**Exercise requirements**
Pull out and copy every line in the listing below that contains the word "wall". Case counts.

**Data entries**

◇ ◇ ◇ ◇

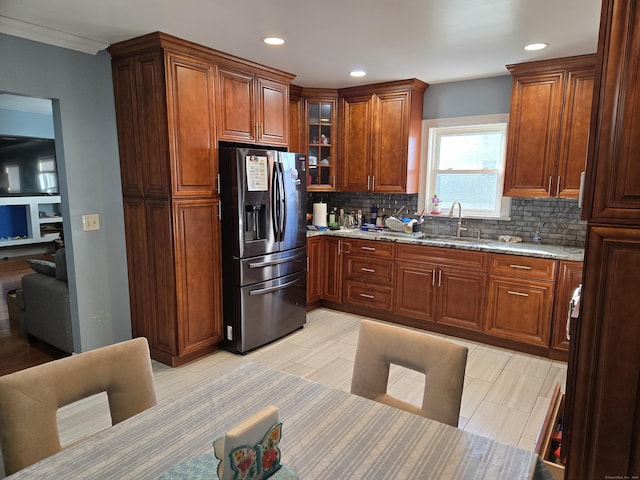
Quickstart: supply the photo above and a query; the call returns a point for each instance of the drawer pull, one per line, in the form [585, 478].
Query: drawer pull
[520, 294]
[522, 267]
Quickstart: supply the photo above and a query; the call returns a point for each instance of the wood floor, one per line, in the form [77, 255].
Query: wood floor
[506, 393]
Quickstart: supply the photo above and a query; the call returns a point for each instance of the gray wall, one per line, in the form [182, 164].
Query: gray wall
[485, 96]
[81, 88]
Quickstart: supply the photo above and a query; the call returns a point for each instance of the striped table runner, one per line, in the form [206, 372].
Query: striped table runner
[327, 434]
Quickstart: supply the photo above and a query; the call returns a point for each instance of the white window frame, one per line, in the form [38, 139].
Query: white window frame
[427, 180]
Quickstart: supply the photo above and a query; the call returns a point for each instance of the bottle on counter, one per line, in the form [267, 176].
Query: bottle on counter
[374, 215]
[333, 221]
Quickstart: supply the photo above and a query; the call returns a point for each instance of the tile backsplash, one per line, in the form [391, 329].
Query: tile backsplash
[556, 220]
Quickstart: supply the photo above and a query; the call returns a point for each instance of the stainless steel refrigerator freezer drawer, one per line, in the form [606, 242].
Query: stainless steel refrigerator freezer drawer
[266, 267]
[269, 310]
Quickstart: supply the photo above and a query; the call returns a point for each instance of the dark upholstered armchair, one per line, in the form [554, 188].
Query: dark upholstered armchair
[44, 299]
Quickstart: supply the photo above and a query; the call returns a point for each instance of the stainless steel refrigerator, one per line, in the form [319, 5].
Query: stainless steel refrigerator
[264, 245]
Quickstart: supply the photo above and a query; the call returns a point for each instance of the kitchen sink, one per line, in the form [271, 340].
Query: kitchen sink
[403, 234]
[452, 239]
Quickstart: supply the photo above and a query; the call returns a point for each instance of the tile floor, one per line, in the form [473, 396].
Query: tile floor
[506, 393]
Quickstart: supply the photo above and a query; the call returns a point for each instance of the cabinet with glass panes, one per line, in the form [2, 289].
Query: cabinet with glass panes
[321, 140]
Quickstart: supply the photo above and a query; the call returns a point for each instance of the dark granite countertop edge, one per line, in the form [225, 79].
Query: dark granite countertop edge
[555, 252]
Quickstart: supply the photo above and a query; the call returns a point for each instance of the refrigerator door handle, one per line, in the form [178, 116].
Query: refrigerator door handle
[283, 203]
[262, 291]
[276, 262]
[275, 201]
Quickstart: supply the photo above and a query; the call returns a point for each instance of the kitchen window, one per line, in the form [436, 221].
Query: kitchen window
[463, 160]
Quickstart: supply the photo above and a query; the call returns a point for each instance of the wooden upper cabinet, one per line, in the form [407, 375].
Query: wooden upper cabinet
[190, 112]
[296, 119]
[251, 108]
[355, 143]
[320, 138]
[165, 116]
[140, 102]
[603, 377]
[549, 127]
[380, 140]
[614, 177]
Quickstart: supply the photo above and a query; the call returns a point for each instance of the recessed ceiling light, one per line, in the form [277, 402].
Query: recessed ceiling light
[536, 46]
[273, 40]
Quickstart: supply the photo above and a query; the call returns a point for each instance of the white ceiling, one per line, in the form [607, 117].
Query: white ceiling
[434, 40]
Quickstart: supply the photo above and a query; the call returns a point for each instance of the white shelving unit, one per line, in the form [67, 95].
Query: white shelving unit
[40, 211]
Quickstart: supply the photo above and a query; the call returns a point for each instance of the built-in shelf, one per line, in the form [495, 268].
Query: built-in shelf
[42, 221]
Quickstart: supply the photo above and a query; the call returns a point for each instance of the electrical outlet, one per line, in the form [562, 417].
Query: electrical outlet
[91, 222]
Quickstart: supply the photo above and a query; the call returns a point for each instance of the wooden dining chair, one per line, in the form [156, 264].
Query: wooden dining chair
[442, 363]
[29, 399]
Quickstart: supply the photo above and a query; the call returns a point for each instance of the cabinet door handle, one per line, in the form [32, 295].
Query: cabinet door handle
[520, 294]
[522, 267]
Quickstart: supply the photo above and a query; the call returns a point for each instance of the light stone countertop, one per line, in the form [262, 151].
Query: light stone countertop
[556, 252]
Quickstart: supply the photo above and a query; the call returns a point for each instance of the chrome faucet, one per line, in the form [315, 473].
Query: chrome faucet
[459, 227]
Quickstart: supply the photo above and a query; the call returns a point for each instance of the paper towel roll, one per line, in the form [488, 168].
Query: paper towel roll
[320, 214]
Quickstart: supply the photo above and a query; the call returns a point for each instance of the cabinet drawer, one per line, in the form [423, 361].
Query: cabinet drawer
[526, 267]
[369, 270]
[451, 257]
[370, 296]
[547, 441]
[520, 310]
[370, 248]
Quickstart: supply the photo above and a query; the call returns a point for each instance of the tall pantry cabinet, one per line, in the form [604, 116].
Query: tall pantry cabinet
[603, 381]
[165, 117]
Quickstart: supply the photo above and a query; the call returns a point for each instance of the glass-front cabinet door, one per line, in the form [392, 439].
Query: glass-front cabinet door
[321, 140]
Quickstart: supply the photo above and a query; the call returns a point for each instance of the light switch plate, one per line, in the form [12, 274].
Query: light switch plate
[91, 222]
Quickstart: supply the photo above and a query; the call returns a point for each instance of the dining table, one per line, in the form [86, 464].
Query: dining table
[327, 433]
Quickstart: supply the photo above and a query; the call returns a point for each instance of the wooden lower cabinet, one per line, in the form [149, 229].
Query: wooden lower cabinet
[315, 270]
[520, 303]
[332, 260]
[415, 291]
[461, 298]
[175, 282]
[198, 275]
[432, 287]
[505, 300]
[368, 274]
[520, 310]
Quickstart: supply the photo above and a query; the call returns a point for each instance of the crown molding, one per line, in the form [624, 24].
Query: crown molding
[40, 34]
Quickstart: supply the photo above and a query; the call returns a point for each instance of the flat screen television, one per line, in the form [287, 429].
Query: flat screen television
[28, 166]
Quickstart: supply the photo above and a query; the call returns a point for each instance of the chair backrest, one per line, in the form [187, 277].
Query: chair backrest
[443, 364]
[29, 399]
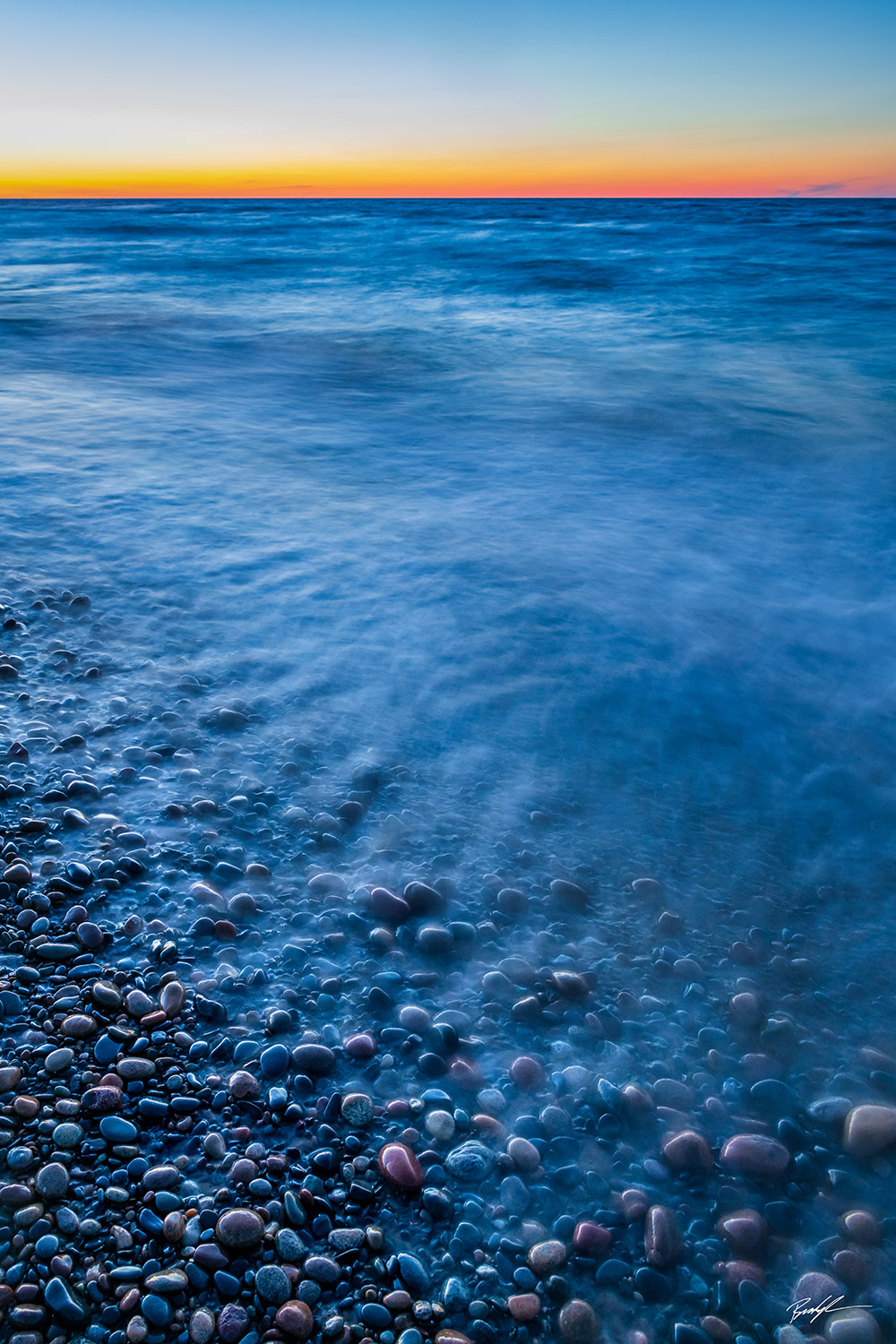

◇ ◇ ◇ ◇

**Task response**
Quickstart: supply the photo above and a query; the call returns a point for each instance of the gray wall, one per line, in the form [182, 164].
Query: gray wall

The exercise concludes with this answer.